August in the garden

20 August 2017
The first day of August has a long tradition of celebration as the feast day of Lammas, also known as the time of the harvest festival.
Image title

Grain harvests are being brought in from the fields, vegetable and fruit gardens are overflowing with delicious produce and hedgerows are heavy with berries. It’s a time to celebrate the warmth and togetherness of late summer, enjoying balmy summer evenings and clear skies.

After a busy July, although we still have tinctures to make and harvest crops to care for, the pressure is temporarily eased for the garden team. Our big arnica tincture has been made, the flowering plants have all been harvested and there are less visitors coming to the gardens. We can spend a bit more time appreciating our surroundings – an important moment, as we spend a lot of time looking down at the soil! Now is our chance to occasionally lean on the spade, enjoying the beauty of summer after the mad rush of June and July, before autumn starts to truly show itself.

Still, there are always plenty of jobs to be done. Mowing and weeding continue and, with most of the planting done, on an appropriate day we’ll spray horn manure to help the plants root in close connection with their surrounding environment. Compost-making and turning will also continue as summer heat is vitally important in creating good conditions for composting. We aim to build all the heaps before the coolness of autumn comes. Once the crops have been harvested, we can clear beds ready to sow our green manures in the week before the full moon. We use many types of green manures, but for the beds in the compound we sow grazing rye and vetch (tares) which not only help protect the soil from erosive winter weather, but help to open the structure and fix nitrogen, which helps to feed next year’s plants. Out in the larger crop fields, we get ready to rotate the crops for next year by ploughing or spading the ground and sowing green manures (clover, trefoil and mustard) there too.

Image title

We’ve harvested and dried lots of Wormwood flowering stems (Artemisia absinthium) which are full of shining bright yellow flowers with dusty pollen. Our yearly harvest of annual nettle (Urtica urens) is also flowering and ready for making into a tincture. Because of the heavy soils we have in our own Derbyshire gardens, the annual nettle struggles to grow here, so a fellow biodynamic grower provides our supply from lighter land 15 miles south, where they grow as weeds among his vegetables. Once the plants have been harvested and taken back to Weleda HQ, we make them into a tincture that’s used in our Insect Bite Spray and Combudoron Ointment.
As sad as it feels, August is the right time to cut our wildflower meadows. They’ve looked stunning this year and have been thoroughly enjoyed by all who’ve spent time in them. The end of the wildflower season is always poignant, but we make sure we treat the meadows well to ensure vibrant growth each year. And this year we have been very lucky to learn a new but very old skill; scything. Our seasonal gardener Fiona Pollock, is a skilled scyther and she’s taught us how to manage our meadows in a traditional and sustainable way using lightweight Austrian scythes.

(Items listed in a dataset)
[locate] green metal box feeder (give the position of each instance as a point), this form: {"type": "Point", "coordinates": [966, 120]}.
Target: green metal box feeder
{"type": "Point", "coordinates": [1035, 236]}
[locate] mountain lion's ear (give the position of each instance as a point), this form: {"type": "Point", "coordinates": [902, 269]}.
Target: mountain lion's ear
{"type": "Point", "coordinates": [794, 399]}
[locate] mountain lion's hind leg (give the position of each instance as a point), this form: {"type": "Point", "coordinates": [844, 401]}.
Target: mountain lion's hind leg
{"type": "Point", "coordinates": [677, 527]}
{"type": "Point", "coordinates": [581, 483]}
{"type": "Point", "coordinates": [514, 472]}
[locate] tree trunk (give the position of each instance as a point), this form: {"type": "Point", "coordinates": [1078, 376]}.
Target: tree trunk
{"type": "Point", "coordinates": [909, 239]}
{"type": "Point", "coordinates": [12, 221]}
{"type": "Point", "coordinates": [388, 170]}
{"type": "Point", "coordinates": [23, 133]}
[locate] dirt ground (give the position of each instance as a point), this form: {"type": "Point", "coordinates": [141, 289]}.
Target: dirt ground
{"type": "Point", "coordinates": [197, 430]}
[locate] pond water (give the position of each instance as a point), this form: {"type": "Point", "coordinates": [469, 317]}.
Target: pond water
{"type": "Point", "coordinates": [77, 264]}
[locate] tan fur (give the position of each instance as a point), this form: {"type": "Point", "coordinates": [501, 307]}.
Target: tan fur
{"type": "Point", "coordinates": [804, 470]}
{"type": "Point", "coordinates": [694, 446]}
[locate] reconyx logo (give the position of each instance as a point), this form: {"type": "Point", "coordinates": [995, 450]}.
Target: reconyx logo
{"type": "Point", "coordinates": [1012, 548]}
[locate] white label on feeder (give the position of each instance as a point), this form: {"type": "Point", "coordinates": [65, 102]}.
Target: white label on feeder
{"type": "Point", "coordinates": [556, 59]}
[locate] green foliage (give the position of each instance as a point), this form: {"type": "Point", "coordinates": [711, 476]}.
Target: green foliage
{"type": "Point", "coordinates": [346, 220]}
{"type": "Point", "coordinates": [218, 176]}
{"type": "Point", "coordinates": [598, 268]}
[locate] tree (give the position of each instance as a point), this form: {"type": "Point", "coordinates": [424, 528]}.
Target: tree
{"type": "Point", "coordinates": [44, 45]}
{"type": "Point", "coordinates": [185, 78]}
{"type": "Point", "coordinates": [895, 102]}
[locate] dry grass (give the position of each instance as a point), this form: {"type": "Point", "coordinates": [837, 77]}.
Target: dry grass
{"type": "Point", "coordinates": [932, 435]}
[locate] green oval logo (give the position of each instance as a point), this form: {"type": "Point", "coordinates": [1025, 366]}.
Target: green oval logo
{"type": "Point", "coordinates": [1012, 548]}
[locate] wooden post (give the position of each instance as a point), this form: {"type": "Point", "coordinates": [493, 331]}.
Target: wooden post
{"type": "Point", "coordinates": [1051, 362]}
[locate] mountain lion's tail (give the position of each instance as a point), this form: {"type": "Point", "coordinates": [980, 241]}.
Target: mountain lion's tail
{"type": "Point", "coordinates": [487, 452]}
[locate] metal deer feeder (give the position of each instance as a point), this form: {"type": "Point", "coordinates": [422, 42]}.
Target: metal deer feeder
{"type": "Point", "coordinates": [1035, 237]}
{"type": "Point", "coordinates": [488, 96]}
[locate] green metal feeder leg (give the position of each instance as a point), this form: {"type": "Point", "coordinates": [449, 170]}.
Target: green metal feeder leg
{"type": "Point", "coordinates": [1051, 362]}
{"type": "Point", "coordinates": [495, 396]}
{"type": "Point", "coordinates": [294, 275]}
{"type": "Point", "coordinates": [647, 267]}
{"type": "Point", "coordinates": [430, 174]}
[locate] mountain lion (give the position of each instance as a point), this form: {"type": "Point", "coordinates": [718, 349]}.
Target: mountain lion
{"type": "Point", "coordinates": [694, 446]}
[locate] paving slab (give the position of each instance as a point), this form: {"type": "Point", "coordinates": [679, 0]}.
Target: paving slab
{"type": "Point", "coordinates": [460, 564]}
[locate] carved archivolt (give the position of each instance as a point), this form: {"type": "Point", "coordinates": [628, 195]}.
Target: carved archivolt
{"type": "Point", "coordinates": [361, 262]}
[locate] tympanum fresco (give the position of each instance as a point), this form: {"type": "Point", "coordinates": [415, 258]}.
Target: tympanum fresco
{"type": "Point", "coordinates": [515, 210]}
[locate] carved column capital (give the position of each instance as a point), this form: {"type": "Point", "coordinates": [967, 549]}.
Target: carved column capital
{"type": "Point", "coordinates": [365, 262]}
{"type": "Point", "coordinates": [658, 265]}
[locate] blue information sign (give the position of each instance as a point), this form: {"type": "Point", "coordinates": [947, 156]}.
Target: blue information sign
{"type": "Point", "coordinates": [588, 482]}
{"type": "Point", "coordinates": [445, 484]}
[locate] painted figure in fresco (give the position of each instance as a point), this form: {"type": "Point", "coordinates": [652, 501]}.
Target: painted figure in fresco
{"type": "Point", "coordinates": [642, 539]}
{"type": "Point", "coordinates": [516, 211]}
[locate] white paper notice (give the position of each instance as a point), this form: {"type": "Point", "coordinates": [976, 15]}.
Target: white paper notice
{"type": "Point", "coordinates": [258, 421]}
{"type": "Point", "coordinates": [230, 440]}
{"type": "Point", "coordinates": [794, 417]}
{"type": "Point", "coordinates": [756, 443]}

§ **Short problem 1**
Reproduce word for word the part of the August garden text starting at "As sad as it" and ending at "lightweight Austrian scythes.".
§ **Short problem 2**
Write the next part of the August garden text, picking up after its final sentence.

§ **Reply 1**
As sad as it feels, August is the right time to cut our wildflower meadows. They’ve looked stunning this year and have been thoroughly enjoyed by all who’ve spent time in them. The end of the wildflower season is always poignant, but we make sure we treat the meadows well to ensure vibrant growth each year. And this year we have been very lucky to learn a new but very old skill; scything. Our seasonal gardener Fiona Pollock, is a skilled scyther and she’s taught us how to manage our meadows in a traditional and sustainable way using lightweight Austrian scythes.

§ **Reply 2**
We have six meadows on site that are under careful management with two wet meadows which need specific attention as we harvest spring cowslips from these areas. And it is these two meadows, the spring and summer meadows which we practiced our new scything skills on. For many years, we’ve used machinery to cut our meadows in late summer in order to allow the wildflower seeds to ripen and fall, in turn improving the diversity of plants over the years. This machine is ok, but it’s loud, smelly with fumes and not very supportive of the wildlife that lives in this habitat. By scything instead, we’re not only lessening soil compaction by avoiding machinery on the ground but we’re also given the opportunity to really get to know the land under the meadow much more. There’s no barrier between you and the lay of the land, apart from a light weight Austrian scythe which, once adjusted to your own height and shape, is a pleasure to use. You learn the art of reading grass in terms of the direction it lays which determines which angle you cut from, therefore you get a closer cut which in turn allows more fertility to be removed from the meadow. Because our spring and summer meadows have such a wide range of plant diversity, Fiona said they were very nice to cut, and will continue to get better by using the scythe in the years to come.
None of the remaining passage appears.